# START OF TASK INPUTS
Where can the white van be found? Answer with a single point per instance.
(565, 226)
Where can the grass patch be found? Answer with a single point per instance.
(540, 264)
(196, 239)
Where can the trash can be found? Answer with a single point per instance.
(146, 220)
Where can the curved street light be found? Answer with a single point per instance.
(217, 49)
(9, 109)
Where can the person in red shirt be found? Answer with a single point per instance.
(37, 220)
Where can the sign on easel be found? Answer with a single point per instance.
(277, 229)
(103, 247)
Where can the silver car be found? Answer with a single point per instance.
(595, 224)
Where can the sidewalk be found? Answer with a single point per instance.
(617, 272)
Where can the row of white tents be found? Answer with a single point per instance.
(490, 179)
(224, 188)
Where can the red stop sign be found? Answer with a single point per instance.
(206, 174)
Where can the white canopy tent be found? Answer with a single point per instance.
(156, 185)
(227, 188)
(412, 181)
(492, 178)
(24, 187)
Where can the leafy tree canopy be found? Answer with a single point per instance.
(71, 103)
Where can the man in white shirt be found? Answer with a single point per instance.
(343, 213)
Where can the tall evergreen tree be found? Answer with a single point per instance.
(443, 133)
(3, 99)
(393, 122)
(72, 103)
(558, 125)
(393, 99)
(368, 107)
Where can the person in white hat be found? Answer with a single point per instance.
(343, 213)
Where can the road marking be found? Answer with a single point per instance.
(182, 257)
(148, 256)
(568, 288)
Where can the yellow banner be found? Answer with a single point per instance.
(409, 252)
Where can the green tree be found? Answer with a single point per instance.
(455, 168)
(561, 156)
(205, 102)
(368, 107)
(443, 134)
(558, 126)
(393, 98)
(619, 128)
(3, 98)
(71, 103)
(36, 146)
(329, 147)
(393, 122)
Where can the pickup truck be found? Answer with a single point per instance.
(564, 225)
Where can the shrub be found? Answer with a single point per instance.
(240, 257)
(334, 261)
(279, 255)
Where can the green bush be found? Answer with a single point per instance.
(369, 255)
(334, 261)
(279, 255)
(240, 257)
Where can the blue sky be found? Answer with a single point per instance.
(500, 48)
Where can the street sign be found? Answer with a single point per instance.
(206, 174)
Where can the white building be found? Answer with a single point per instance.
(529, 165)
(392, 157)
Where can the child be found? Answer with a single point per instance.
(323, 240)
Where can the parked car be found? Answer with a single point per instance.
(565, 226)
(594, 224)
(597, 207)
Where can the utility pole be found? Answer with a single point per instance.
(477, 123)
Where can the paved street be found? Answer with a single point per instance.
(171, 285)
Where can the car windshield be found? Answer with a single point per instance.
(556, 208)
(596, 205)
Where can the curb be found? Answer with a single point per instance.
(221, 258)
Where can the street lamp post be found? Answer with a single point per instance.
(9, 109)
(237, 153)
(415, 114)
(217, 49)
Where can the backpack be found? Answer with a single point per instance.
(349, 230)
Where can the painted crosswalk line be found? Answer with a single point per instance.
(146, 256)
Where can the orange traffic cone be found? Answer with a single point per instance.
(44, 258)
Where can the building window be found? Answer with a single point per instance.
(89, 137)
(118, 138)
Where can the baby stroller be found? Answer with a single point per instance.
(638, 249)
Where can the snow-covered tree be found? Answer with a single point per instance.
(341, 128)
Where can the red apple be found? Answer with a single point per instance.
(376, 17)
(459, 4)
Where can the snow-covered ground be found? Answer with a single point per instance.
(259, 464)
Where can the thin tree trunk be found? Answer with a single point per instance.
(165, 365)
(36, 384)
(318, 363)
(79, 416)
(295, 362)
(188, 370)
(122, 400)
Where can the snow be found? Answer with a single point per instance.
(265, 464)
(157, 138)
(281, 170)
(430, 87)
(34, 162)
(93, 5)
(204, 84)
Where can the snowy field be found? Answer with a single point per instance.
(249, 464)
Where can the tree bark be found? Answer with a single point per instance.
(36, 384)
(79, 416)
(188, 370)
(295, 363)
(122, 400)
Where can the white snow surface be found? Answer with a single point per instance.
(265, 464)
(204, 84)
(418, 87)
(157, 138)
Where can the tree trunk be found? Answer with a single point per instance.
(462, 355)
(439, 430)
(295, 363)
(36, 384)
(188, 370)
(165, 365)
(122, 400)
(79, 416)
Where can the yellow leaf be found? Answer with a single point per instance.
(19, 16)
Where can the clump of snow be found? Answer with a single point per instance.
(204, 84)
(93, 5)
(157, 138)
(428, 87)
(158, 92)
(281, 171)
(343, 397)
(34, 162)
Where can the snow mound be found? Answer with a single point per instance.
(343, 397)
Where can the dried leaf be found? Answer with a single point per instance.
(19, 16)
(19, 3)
# END OF TASK INPUTS
# START OF TASK INPUTS
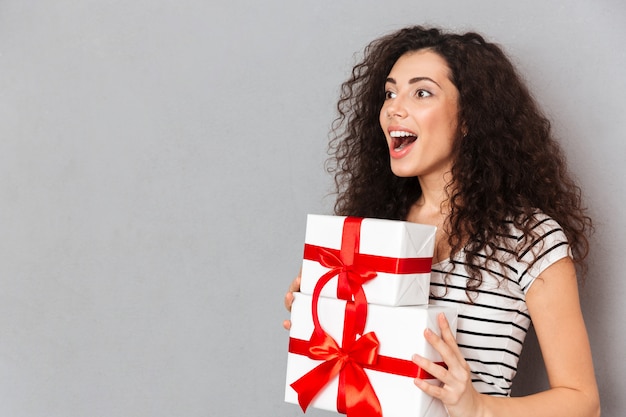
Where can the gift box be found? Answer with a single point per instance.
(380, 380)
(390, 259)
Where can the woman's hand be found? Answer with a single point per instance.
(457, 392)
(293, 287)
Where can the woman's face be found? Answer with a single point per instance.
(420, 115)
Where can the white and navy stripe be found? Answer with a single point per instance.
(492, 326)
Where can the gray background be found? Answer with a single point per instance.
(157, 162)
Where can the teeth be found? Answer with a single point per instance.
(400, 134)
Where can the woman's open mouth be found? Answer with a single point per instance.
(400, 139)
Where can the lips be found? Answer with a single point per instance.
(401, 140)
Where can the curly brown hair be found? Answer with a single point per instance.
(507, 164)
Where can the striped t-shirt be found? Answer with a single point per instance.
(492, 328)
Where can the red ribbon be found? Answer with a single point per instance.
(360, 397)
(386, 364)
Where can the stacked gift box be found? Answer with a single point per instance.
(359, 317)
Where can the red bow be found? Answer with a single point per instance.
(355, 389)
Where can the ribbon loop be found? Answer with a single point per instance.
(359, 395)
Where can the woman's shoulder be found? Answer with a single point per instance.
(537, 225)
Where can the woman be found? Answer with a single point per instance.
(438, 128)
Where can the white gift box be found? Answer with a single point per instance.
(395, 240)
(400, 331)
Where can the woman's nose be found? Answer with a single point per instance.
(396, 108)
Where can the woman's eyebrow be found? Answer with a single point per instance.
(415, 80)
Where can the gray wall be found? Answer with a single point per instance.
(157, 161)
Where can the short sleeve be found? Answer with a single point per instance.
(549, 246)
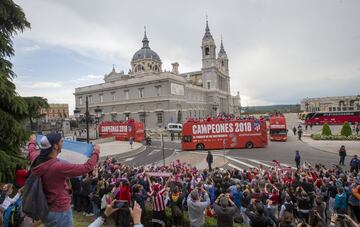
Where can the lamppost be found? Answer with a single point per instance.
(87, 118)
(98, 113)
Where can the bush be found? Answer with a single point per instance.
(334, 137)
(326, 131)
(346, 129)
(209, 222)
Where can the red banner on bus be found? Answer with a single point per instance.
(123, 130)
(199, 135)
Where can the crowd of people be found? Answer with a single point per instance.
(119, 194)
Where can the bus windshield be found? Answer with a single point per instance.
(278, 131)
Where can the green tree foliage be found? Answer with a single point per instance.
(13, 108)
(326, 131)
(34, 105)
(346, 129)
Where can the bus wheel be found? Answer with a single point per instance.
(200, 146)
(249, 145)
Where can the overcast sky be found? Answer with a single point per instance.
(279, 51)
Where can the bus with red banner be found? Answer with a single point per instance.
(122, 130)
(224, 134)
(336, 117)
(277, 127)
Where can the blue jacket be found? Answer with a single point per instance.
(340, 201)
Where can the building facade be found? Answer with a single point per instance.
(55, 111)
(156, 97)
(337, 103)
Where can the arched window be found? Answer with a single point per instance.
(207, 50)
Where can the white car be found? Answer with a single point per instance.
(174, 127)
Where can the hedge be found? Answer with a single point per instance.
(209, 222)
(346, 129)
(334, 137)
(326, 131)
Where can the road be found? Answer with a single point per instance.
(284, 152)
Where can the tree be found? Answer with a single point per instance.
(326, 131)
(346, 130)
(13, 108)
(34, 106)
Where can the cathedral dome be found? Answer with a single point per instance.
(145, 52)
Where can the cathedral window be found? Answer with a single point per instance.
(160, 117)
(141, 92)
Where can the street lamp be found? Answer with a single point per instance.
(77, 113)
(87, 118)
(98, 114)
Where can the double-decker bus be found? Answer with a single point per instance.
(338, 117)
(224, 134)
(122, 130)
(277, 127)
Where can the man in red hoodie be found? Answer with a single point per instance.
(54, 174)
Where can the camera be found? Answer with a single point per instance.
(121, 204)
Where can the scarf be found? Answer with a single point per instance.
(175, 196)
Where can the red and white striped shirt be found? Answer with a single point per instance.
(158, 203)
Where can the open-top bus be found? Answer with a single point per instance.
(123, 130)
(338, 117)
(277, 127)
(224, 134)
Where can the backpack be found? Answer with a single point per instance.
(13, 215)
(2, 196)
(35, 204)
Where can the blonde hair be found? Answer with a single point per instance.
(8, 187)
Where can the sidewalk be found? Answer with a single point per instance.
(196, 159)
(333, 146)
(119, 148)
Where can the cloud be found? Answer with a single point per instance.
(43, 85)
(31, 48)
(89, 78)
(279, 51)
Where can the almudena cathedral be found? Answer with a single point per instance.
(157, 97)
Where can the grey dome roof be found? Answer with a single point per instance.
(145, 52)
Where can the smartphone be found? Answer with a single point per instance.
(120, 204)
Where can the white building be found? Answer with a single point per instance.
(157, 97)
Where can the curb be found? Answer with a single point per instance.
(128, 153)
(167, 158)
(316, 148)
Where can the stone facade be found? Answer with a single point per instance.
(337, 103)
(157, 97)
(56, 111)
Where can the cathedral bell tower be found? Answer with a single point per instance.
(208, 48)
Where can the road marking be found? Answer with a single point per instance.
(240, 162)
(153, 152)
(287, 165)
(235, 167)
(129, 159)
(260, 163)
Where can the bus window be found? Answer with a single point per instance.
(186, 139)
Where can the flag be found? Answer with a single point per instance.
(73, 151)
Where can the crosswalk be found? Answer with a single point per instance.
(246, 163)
# END OF TASK INPUTS
■ **PROBLEM DESCRIPTION**: Collect every line of the items that contains the string "sign", and list those lines.

■ **FINISHED EXERCISE**:
Where can the sign on easel be found? Answer with a single point per instance.
Where can the red stop sign be found? Answer with a single point per instance.
Where can the street sign be found? Answer with a single point per instance.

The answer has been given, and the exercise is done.